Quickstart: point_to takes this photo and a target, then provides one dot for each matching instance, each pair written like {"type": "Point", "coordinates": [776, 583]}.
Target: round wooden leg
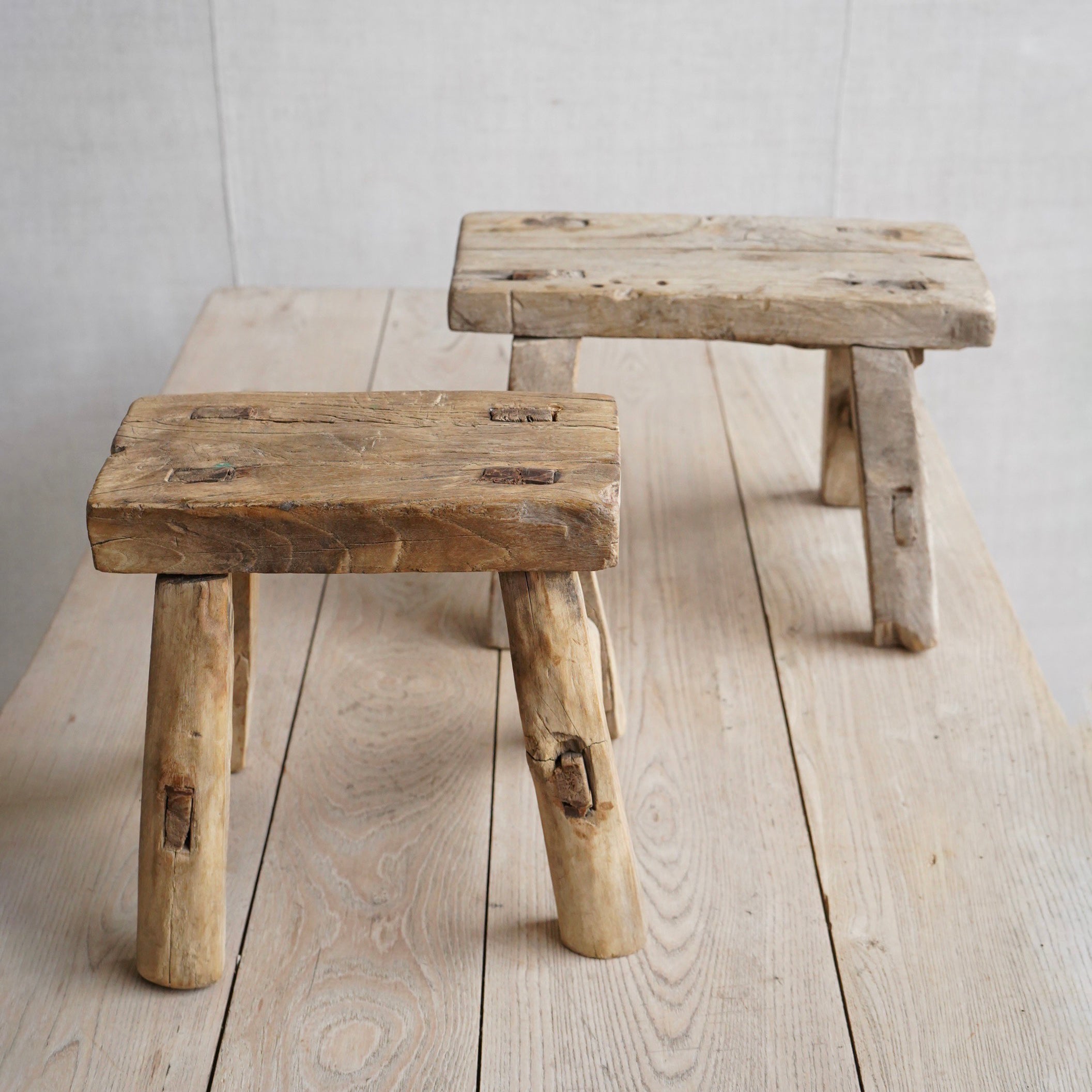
{"type": "Point", "coordinates": [180, 901]}
{"type": "Point", "coordinates": [572, 759]}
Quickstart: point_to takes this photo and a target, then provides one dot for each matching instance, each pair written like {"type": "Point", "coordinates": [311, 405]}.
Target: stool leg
{"type": "Point", "coordinates": [536, 364]}
{"type": "Point", "coordinates": [839, 483]}
{"type": "Point", "coordinates": [898, 540]}
{"type": "Point", "coordinates": [245, 601]}
{"type": "Point", "coordinates": [551, 365]}
{"type": "Point", "coordinates": [180, 891]}
{"type": "Point", "coordinates": [612, 695]}
{"type": "Point", "coordinates": [572, 760]}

++++++++++++++++++++

**What needs to be done**
Update all the rows above by replacing every "matching instance" with "matching object" and changing nothing else. Leave out the pictures.

**Final result**
Quickstart: point_to takes this photo and a target, then provides one dot for each matching object, each pair written like {"type": "Point", "coordinates": [776, 583]}.
Target: round wooden leg
{"type": "Point", "coordinates": [180, 901]}
{"type": "Point", "coordinates": [572, 759]}
Quickstart: point_to takes this photo and a target, then provides one dot for each matching object, each pair written like {"type": "Point", "coordinates": [311, 405]}.
Target: stool leg
{"type": "Point", "coordinates": [536, 364]}
{"type": "Point", "coordinates": [839, 483]}
{"type": "Point", "coordinates": [898, 540]}
{"type": "Point", "coordinates": [245, 601]}
{"type": "Point", "coordinates": [551, 365]}
{"type": "Point", "coordinates": [180, 891]}
{"type": "Point", "coordinates": [612, 695]}
{"type": "Point", "coordinates": [572, 760]}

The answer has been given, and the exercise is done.